Start of Input data

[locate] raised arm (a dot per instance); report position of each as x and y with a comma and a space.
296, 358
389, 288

End of Input data
Start of Input data

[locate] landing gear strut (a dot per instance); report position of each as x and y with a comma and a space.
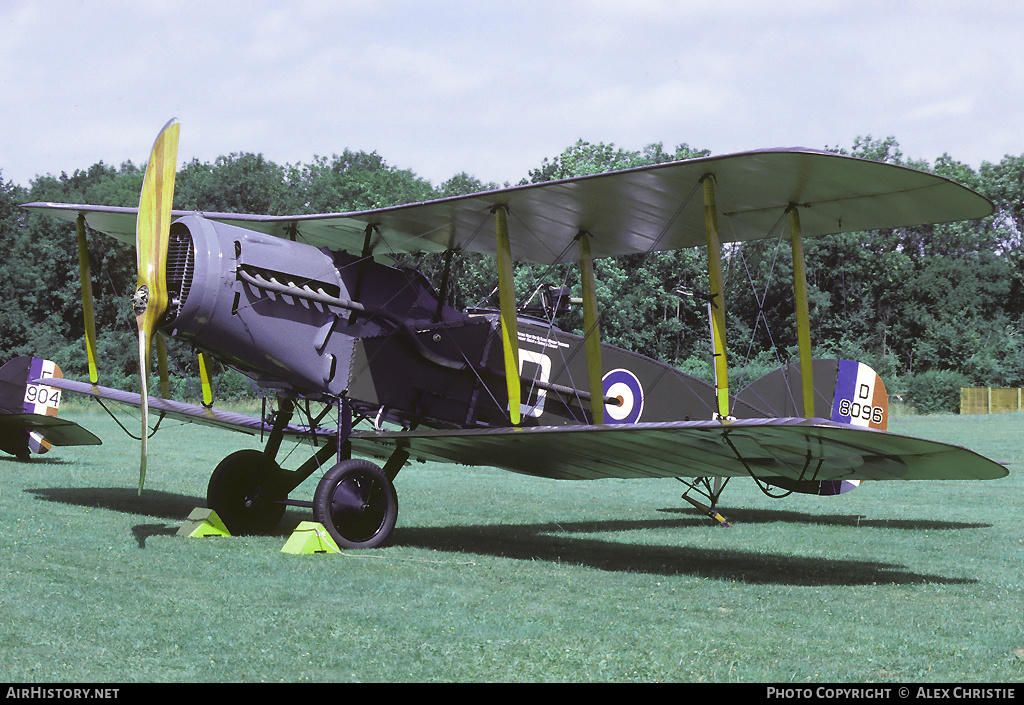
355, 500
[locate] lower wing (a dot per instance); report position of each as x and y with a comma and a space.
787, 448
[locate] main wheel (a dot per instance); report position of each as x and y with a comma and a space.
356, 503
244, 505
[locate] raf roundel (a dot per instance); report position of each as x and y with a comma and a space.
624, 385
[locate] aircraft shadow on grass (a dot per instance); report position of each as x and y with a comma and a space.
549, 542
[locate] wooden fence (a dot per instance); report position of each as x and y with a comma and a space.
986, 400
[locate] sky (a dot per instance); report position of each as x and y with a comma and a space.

End of Input data
Start of Input data

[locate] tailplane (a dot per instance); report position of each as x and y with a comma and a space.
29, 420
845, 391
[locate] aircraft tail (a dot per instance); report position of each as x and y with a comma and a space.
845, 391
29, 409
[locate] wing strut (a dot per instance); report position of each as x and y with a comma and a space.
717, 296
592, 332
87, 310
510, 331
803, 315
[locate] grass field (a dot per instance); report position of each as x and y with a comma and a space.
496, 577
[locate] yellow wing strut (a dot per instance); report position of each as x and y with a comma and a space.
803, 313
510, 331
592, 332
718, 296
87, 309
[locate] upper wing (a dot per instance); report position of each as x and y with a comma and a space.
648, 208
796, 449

End of Input data

**Problem to solve**
Starting at the line containing "[locate] landing gear" and stopping at the line containing "[locate] sky (a", output every line above exactly, both ends included, with pictures omitted.

**Answer to the problem**
[locate] landing gear strut (a dot per instance); report position of each as x and y with a comma and a space.
355, 500
[locate] lower wing (a dot per instance); report position of each as x and y with a comma and a space.
787, 448
[locate] main wheel (a dot per instance); report position of each as x and y with a comma and a space.
356, 503
244, 505
[locate] raf roundel (a dot per instance); report position of each as x and y with a comma and a space.
624, 385
[locate] aircraft shadow on grass (a dot per instance); report position of each as x and y with a comma and a space.
549, 542
[locate] wooden fence (a dot per instance); report position of each as x and y with a comma and a space.
986, 400
[locate] sky (a dot per instance); report position of each as x and y with a comma and a space.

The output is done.